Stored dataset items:

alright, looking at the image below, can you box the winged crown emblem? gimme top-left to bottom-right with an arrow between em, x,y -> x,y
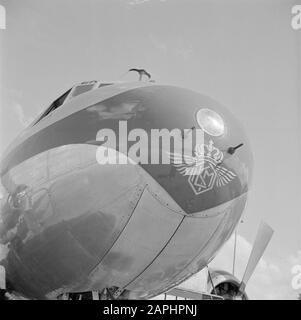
168,140 -> 236,195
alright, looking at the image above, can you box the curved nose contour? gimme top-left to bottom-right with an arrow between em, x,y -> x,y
129,85 -> 253,214
0,83 -> 252,299
87,84 -> 253,214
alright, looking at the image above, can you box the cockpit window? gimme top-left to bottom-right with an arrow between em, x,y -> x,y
33,81 -> 113,126
99,83 -> 113,88
70,84 -> 95,98
33,88 -> 71,125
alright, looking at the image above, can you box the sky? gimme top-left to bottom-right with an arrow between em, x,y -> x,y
0,0 -> 300,299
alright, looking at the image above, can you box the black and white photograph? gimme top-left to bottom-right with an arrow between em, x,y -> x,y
0,0 -> 300,309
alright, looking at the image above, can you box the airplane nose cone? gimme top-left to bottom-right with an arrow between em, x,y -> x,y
127,85 -> 254,214
0,82 -> 253,299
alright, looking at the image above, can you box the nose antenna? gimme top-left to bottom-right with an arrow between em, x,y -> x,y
227,143 -> 244,155
128,68 -> 152,81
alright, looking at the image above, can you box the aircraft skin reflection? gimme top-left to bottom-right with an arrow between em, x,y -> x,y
0,81 -> 252,299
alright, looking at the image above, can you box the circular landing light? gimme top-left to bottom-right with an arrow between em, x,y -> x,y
196,108 -> 225,136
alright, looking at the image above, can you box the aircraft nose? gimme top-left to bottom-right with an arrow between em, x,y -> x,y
89,84 -> 253,215
135,86 -> 253,214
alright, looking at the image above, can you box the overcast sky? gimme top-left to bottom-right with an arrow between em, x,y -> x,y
0,0 -> 300,299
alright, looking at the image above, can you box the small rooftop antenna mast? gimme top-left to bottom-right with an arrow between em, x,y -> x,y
128,68 -> 152,81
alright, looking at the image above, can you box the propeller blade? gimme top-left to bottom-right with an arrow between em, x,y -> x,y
239,221 -> 274,292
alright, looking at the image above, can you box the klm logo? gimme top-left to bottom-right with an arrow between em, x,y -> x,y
169,140 -> 236,195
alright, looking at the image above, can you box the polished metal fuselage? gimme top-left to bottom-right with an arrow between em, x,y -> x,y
0,82 -> 252,299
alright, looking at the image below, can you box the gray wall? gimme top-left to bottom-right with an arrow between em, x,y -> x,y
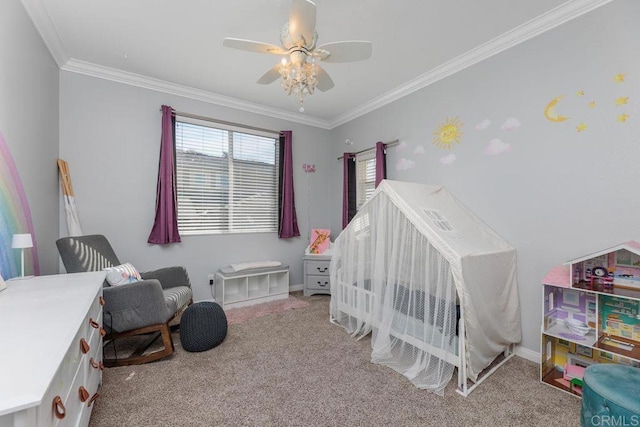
59,72 -> 332,301
0,0 -> 59,276
11,0 -> 637,354
330,0 -> 640,352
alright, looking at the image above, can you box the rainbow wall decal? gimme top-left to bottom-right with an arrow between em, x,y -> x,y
0,131 -> 40,278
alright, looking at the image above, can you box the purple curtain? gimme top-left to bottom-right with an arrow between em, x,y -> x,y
342,153 -> 356,229
278,131 -> 300,238
375,141 -> 387,188
148,105 -> 181,244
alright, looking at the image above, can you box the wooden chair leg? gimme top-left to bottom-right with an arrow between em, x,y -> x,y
103,323 -> 174,367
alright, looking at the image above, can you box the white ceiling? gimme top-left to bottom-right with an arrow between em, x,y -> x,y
22,0 -> 611,129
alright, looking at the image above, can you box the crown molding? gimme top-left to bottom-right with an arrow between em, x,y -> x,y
20,0 -> 69,67
329,0 -> 613,129
23,0 -> 611,130
61,59 -> 332,129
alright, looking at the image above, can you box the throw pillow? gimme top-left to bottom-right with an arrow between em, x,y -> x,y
104,262 -> 142,286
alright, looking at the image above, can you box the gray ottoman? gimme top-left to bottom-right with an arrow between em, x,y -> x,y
180,302 -> 228,352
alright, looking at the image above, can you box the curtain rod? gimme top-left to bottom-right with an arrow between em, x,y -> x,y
337,139 -> 400,160
161,108 -> 280,135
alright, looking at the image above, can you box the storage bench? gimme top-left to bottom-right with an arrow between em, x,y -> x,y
214,264 -> 289,309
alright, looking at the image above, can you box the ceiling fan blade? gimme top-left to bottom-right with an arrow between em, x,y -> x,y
289,0 -> 316,48
315,41 -> 372,63
315,65 -> 334,92
257,64 -> 281,85
223,38 -> 286,55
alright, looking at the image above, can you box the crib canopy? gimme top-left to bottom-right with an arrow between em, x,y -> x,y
330,179 -> 521,393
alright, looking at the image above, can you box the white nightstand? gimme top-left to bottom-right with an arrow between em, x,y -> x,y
303,253 -> 331,296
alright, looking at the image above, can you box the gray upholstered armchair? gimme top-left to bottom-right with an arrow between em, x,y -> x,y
56,234 -> 192,367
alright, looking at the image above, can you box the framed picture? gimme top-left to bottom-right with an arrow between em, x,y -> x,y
598,351 -> 614,361
576,345 -> 593,358
309,229 -> 331,254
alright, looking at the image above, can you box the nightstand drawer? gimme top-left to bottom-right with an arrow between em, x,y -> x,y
306,275 -> 330,290
306,260 -> 330,276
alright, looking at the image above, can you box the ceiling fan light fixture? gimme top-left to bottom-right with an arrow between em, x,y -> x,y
280,57 -> 317,112
223,0 -> 371,114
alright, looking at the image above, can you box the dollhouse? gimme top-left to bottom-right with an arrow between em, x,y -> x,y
540,242 -> 640,397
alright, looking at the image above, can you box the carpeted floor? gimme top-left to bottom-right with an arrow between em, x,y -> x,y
90,293 -> 581,427
225,296 -> 309,325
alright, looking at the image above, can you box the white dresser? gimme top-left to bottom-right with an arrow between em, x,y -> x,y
0,272 -> 105,427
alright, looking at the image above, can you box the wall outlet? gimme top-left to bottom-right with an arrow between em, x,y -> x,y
208,274 -> 215,286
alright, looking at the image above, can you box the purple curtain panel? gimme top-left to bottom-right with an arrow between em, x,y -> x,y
278,130 -> 300,238
148,105 -> 181,244
375,141 -> 387,188
342,153 -> 356,229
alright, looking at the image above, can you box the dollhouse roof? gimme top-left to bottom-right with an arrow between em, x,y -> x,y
564,241 -> 640,265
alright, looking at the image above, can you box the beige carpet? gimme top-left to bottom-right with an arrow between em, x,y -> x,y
90,293 -> 581,427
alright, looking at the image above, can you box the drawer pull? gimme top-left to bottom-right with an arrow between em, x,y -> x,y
316,267 -> 328,273
90,357 -> 100,369
316,281 -> 329,287
52,396 -> 66,419
100,327 -> 106,337
99,296 -> 105,306
78,386 -> 90,402
88,393 -> 100,407
89,318 -> 100,329
80,338 -> 90,354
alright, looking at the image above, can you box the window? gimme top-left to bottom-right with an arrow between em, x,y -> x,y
175,119 -> 279,234
356,155 -> 376,209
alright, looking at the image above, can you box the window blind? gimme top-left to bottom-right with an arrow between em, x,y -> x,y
175,121 -> 279,234
356,157 -> 376,209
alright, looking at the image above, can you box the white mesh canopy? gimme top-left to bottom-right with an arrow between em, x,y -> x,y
330,180 -> 521,395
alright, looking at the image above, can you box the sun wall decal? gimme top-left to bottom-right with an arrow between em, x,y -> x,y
433,117 -> 464,149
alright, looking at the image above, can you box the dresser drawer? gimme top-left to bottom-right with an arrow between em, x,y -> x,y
37,326 -> 85,426
57,361 -> 95,427
306,275 -> 330,291
306,260 -> 330,276
36,294 -> 102,427
84,336 -> 103,394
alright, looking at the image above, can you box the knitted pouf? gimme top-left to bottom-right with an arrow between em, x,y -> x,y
180,302 -> 228,352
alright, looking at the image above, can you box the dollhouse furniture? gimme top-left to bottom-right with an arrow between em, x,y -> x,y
214,264 -> 289,309
0,272 -> 105,427
180,302 -> 228,352
540,242 -> 640,397
581,364 -> 640,426
56,234 -> 193,367
564,364 -> 585,395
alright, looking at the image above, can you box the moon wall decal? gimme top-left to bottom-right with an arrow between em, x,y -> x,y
544,95 -> 570,122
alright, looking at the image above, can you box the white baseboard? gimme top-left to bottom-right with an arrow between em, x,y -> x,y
515,345 -> 540,363
289,284 -> 303,292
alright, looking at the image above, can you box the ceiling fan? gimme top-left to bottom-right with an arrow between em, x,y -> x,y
223,0 -> 372,112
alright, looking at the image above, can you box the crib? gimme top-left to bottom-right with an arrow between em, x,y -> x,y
329,180 -> 521,396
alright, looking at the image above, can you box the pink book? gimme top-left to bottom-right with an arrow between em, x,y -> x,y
310,229 -> 330,254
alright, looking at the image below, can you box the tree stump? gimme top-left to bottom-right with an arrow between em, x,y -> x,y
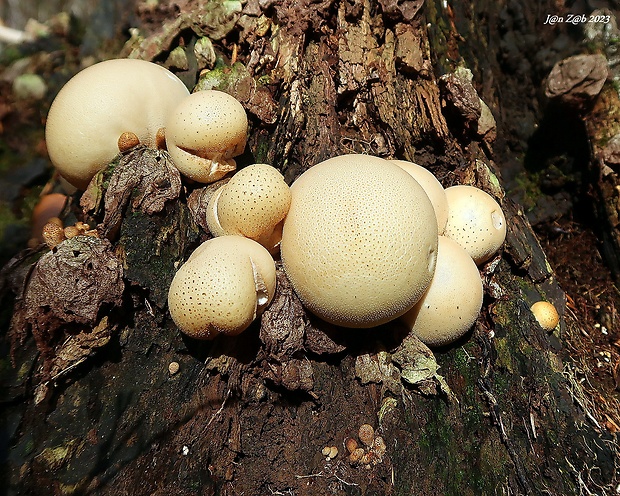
1,1 -> 618,495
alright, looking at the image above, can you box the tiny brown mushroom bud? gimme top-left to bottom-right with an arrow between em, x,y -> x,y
345,437 -> 358,454
348,447 -> 365,465
64,225 -> 80,239
155,127 -> 167,150
75,221 -> 90,232
42,222 -> 65,248
321,446 -> 331,457
372,435 -> 386,455
118,131 -> 140,152
530,301 -> 560,331
358,424 -> 375,447
47,217 -> 64,228
168,361 -> 180,375
360,452 -> 374,466
328,446 -> 338,459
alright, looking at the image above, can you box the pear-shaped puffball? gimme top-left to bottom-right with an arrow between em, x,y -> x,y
45,59 -> 190,189
401,236 -> 483,346
167,236 -> 276,339
443,185 -> 506,264
166,90 -> 248,183
281,154 -> 438,328
206,164 -> 291,252
530,301 -> 560,331
391,160 -> 449,234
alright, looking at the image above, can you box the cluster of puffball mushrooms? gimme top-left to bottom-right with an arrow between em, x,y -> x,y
44,58 -> 559,347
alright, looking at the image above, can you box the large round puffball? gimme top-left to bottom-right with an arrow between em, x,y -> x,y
443,185 -> 506,265
206,164 -> 291,252
45,59 -> 189,189
280,154 -> 439,328
401,236 -> 483,346
167,236 -> 276,339
391,160 -> 449,234
165,90 -> 248,183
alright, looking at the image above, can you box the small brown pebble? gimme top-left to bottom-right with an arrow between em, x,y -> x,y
358,424 -> 375,447
118,131 -> 140,152
168,361 -> 180,375
345,437 -> 358,454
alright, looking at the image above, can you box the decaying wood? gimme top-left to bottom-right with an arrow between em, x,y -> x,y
1,1 -> 618,495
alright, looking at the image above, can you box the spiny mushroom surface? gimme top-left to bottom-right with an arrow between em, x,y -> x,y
443,185 -> 506,265
206,163 -> 291,252
391,160 -> 449,234
167,236 -> 276,339
165,90 -> 248,183
401,236 -> 483,346
280,154 -> 438,328
45,58 -> 190,189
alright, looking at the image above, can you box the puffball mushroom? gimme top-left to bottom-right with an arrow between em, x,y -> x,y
530,301 -> 560,331
45,59 -> 190,189
165,90 -> 248,183
167,236 -> 276,339
280,154 -> 439,328
391,160 -> 449,234
443,185 -> 506,265
401,236 -> 483,347
206,164 -> 291,252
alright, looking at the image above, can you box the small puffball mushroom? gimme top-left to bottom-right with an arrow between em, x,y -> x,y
401,236 -> 483,347
206,164 -> 291,252
531,301 -> 560,331
281,154 -> 438,328
165,90 -> 248,183
443,185 -> 506,265
391,160 -> 449,234
118,131 -> 140,152
30,193 -> 66,244
358,424 -> 375,447
42,222 -> 66,249
167,235 -> 276,339
45,59 -> 190,189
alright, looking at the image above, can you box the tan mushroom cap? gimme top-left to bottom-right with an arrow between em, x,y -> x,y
401,236 -> 483,346
281,154 -> 438,328
391,160 -> 449,234
165,90 -> 248,183
530,301 -> 560,331
443,185 -> 506,265
45,59 -> 190,189
167,236 -> 276,339
206,164 -> 291,252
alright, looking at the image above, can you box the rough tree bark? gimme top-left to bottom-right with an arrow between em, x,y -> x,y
1,1 -> 618,495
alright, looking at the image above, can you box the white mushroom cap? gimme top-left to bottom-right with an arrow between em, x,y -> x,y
206,164 -> 291,252
530,301 -> 560,331
165,90 -> 248,183
45,59 -> 190,189
280,154 -> 438,328
391,160 -> 449,234
401,236 -> 483,346
167,235 -> 276,339
443,185 -> 506,264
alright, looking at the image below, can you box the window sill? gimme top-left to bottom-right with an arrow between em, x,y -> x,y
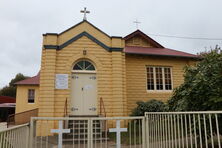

• _Problem description_: The copy you give must run from the line containing "alright, looking at the image above, can you box the spiny" through the last line of the records, exactly, with the pictures left out.

• _Task answer_:
alright, looking at the image above, can you box the spiny mushroom surface? gimme top-left to bottom-right with an arrow between em, x,y -> x,y
443,185 -> 506,265
206,163 -> 291,252
391,160 -> 449,234
167,236 -> 276,339
165,90 -> 248,183
401,236 -> 483,346
280,154 -> 438,328
45,58 -> 190,189
alright, looking at the image above, can you box the puffball mushroom? gimme top-left to bottom-right with an arrow between em, x,y -> x,y
530,301 -> 560,331
45,59 -> 190,189
165,90 -> 248,183
167,236 -> 276,339
280,154 -> 439,328
391,160 -> 449,234
443,185 -> 506,265
401,236 -> 483,347
206,164 -> 291,252
alright, looking at the image above, can you box the small puffball mushroom? gimme top-left to bottom-right with an arrow between em, x,y -> x,y
401,236 -> 483,347
206,164 -> 291,252
531,301 -> 560,331
281,154 -> 438,328
165,90 -> 248,183
443,185 -> 506,265
391,160 -> 449,234
118,131 -> 140,152
30,193 -> 66,244
358,424 -> 375,447
42,222 -> 66,249
167,235 -> 276,339
45,59 -> 190,189
alright, looking at the image above, can you box the tan mushroom cap? gimme top-left to bottom-right with an arrow between em, x,y -> x,y
401,236 -> 483,346
281,154 -> 438,328
391,160 -> 449,234
165,90 -> 248,183
530,301 -> 560,331
443,185 -> 506,265
45,59 -> 190,189
167,236 -> 276,339
206,164 -> 291,252
alright, looking at the image above, can you box the rough tree bark? gimme top-left to bottom-right with an arrow between em, x,y -> x,y
1,1 -> 618,495
alright, looking at the image above, can you box the white mushroom cap? gimme top-left to bottom-right with an arrow between em, x,y -> x,y
206,164 -> 291,252
530,301 -> 560,331
165,90 -> 248,183
45,59 -> 190,189
280,154 -> 438,328
391,160 -> 449,234
401,236 -> 483,346
167,235 -> 276,339
443,185 -> 506,264
alright, looking at the image below, can you box the window sill? gimme top-left to bottom-right with an arrow between em, x,y -> x,y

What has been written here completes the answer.